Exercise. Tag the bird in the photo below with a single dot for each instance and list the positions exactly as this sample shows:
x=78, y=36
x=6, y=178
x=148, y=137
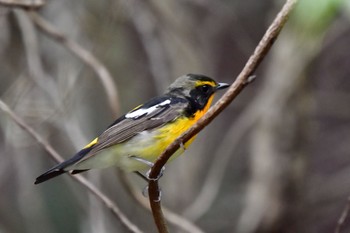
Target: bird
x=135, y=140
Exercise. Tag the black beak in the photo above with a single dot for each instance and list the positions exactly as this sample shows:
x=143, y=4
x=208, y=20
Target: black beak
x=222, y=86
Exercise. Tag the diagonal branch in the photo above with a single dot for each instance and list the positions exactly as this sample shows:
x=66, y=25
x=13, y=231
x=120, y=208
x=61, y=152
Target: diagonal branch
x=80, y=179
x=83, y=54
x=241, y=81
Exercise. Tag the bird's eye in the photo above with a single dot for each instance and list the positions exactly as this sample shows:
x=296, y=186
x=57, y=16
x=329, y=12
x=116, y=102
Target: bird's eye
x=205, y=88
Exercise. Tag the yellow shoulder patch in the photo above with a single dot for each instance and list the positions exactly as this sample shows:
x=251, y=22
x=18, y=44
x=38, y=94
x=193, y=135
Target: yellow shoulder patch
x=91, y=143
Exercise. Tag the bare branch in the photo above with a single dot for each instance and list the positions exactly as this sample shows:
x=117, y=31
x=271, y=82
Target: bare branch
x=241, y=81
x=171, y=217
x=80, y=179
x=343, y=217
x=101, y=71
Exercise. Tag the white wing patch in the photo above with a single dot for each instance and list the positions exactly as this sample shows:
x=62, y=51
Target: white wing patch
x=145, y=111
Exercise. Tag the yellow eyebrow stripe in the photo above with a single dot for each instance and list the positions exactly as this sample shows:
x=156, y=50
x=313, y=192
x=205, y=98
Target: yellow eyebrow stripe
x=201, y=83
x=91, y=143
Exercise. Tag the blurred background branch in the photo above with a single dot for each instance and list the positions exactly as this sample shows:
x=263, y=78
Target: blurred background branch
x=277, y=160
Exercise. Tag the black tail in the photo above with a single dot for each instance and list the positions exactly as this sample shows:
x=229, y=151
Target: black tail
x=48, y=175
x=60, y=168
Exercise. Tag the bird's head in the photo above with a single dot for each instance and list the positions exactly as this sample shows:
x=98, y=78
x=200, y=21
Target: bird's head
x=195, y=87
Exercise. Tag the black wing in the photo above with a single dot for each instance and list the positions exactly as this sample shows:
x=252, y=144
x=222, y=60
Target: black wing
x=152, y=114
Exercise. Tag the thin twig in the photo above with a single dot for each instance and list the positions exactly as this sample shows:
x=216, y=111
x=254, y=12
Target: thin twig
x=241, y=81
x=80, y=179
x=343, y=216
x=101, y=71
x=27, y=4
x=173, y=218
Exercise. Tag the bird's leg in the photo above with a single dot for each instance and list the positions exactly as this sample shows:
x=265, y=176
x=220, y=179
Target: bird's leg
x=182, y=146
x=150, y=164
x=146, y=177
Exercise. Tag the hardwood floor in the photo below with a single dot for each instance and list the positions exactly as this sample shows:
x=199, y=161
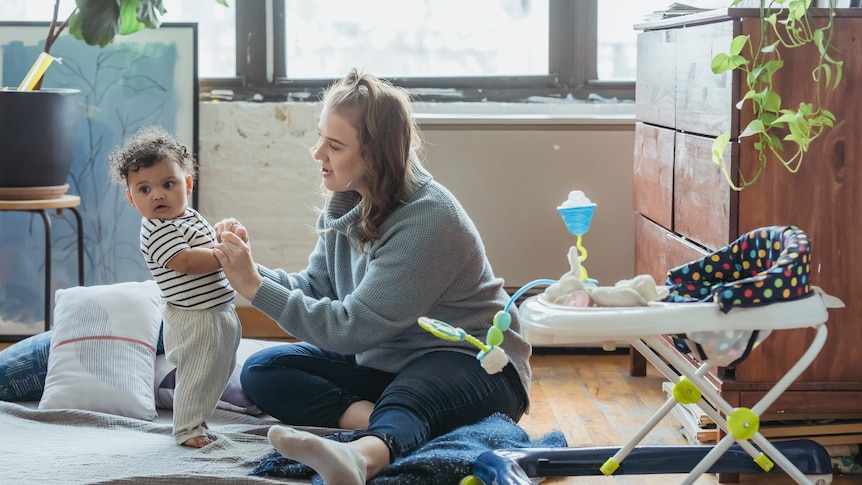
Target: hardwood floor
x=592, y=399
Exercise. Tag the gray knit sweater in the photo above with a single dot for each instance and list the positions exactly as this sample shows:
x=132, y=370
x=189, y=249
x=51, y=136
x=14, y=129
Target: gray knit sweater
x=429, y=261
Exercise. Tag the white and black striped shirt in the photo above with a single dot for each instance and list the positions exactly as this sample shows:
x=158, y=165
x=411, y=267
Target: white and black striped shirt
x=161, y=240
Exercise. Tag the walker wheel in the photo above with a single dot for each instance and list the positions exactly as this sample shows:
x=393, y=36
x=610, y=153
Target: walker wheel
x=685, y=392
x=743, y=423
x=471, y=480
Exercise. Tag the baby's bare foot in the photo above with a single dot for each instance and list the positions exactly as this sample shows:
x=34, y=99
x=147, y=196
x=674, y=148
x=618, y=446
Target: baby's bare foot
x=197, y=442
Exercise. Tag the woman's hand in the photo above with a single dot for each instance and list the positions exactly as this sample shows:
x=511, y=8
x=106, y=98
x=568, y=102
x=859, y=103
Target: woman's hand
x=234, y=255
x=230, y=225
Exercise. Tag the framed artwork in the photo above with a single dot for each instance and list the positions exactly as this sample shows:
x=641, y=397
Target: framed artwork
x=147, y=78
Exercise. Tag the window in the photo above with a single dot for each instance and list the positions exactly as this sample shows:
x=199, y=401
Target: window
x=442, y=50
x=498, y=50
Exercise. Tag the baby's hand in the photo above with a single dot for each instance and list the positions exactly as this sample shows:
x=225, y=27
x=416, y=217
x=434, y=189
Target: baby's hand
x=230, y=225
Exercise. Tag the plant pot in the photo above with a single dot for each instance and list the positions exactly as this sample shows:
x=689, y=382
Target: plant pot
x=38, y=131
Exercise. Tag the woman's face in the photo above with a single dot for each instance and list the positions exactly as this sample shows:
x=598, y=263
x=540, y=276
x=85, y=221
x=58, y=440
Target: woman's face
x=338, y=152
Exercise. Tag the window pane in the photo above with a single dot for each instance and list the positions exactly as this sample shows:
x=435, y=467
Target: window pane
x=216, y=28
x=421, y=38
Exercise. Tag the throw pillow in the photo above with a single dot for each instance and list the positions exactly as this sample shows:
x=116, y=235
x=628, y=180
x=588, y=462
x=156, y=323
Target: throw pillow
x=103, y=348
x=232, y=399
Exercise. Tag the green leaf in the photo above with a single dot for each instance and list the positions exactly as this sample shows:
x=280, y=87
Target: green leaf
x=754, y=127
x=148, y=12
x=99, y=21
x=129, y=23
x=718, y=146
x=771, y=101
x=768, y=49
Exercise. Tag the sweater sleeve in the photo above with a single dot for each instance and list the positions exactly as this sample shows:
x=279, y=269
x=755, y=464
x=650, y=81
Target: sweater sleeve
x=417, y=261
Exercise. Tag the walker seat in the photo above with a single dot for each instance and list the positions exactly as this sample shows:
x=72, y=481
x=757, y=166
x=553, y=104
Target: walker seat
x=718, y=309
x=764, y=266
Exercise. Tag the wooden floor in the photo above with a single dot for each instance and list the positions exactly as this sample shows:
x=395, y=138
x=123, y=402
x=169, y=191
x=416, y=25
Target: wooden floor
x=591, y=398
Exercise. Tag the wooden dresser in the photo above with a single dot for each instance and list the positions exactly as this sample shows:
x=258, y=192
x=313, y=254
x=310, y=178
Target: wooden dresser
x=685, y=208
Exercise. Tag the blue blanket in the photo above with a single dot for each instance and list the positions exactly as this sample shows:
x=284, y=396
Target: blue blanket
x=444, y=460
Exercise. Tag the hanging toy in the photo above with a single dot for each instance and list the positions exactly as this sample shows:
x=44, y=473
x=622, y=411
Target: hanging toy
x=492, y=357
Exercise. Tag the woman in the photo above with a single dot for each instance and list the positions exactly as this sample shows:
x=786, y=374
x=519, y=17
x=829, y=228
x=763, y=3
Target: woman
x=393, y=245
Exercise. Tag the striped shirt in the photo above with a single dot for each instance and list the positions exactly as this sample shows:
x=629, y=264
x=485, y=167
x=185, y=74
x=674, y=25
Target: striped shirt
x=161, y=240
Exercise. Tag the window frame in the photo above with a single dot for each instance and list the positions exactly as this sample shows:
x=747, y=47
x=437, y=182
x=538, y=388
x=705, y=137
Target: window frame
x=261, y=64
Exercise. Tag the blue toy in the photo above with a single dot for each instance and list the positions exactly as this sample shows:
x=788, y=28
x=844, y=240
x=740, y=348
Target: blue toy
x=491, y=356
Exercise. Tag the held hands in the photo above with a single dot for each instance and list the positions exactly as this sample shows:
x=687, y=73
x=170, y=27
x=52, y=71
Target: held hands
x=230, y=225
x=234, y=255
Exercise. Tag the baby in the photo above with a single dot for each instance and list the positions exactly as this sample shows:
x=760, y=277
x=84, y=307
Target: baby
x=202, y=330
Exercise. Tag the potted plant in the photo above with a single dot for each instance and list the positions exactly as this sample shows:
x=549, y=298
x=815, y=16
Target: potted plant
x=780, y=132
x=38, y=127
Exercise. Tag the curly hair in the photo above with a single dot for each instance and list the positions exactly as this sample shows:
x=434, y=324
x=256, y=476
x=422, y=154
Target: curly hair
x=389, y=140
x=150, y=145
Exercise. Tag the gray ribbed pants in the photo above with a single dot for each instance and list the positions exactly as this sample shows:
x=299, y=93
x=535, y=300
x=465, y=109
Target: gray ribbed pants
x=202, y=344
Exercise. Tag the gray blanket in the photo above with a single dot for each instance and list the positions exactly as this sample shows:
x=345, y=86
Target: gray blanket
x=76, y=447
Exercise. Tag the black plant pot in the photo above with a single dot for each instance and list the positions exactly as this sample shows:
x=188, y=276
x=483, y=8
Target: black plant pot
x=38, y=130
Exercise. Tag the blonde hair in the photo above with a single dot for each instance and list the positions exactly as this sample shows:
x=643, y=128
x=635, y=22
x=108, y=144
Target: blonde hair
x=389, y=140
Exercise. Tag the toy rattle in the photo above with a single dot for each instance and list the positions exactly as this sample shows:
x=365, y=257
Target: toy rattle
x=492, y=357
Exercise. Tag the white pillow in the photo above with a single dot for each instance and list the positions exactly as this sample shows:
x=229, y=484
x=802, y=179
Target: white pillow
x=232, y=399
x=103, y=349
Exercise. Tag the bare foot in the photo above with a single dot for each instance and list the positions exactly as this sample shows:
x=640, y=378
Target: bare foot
* * * * *
Return exactly the lines from the one containing "Exercise. Tag the blonde" to the last line of the data, and nothing more.

COMPLETED TASK:
Exercise. Tag the blonde hair in the photo above with a single dot for each instance and list the positions exactly as this sample shows:
x=643, y=128
x=635, y=22
x=108, y=144
Target: blonde hair
x=389, y=140
Exercise. Tag the toy rattle in the photo above with a single dot for each instance and list the positions exactly as this sample shows:
x=365, y=257
Target: toy rattle
x=492, y=357
Exercise. Tag the white pillow in the photo above with a single dot for each instance and list the positions exactly as this sample shows:
x=229, y=484
x=802, y=179
Target: white pillow
x=232, y=399
x=103, y=349
Exercise. Tag the bare foot in the photo above with a single dot for each instance and list the positions exactly as this sample shows:
x=640, y=378
Target: bare foot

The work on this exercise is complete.